Provided passage →
-- Opening Marker --

An Ancient Egyptian area, Forbidden Kingdom was created in 1994 originally opening with the Terror Tomb dark ride. Currently, it only contains two rides; Tomb Blaster and Croc Drop.

Opening in 2002 Tomb Blaster is a dark ride shoot out game where riders shoot laser guns at targets and is a retheme of the 'Terror Tomb' dark ride. One side of Forbidden Kingdom is architecturally designed as an Arabic market town, while Tomb Blaster is set in an Ancient Egyptian courtyard tomb area, though much detail has been removed throughout the area over the years.

The second attraction located in Forbidden Kingdom is a brand new family drop tower Croc Drop. The ride opened as a replacement to Rameses Revenge in March 2021, and is themed around the Egyptian crocodile god Sobek. The ride's slogan is, "Brave the drop, release the curse!".

Rattlesnake is a steel sit-down Wild Mouse roller coaster that opened in 1998 in the former Mexicana area. In 2026, due to the redevelopment of most of Mexicana as World of Paw Patrol, the ride was reclassified under the adjacent Forbidden Kingdom area.

===Land of the Dragons===
Land of the Dragons is the park's main children's area. Opening in 2004, it is a self-contained, dragon-themed land containing rides and attractions designed to appeal to very young children apart from one. It is one of the two areas of the park not themed to a time or place from world culture. There are two play areas in the land: Dragon's Playhouse, a large soft play area, and adjacent to this is Canopy Capers, an outdoor treehouse rope bridge attraction. Griffin's Galleon is a Kontiki rock'n'tug ride and Sea Dragons is a spinning boat ride.

Aside from the children's attractions, Dragon's Fury is an intense spinning roller coaster encompassing the area with its layout.

-- Closing Marker --

The task → From the passage on the park's themed areas, reproduce word for word the portion starting with "Opening in 2002" and going on through "over the years.".

(Image point grounding data)
-- Opening Marker --

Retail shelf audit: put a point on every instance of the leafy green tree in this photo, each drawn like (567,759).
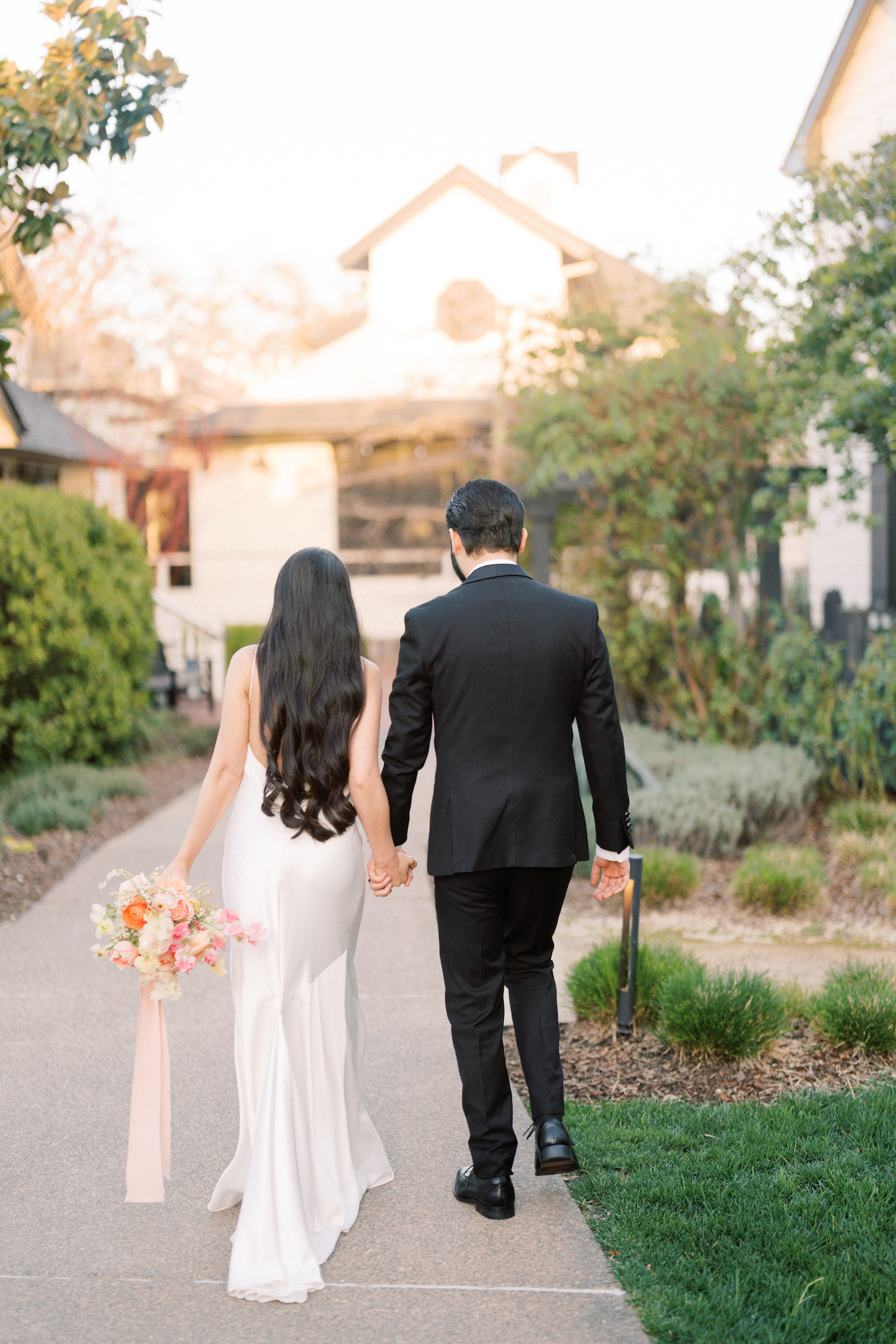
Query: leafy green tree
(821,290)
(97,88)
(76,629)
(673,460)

-- Closing Marker --

Output for this exercise →
Opening in 2002 Tomb Blaster is a dark ride shoot out game where riders shoot laser guns at targets and is a retheme of the 'Terror Tomb' dark ride. One side of Forbidden Kingdom is architecturally designed as an Arabic market town, while Tomb Blaster is set in an Ancient Egyptian courtyard tomb area, though much detail has been removed throughout the area over the years.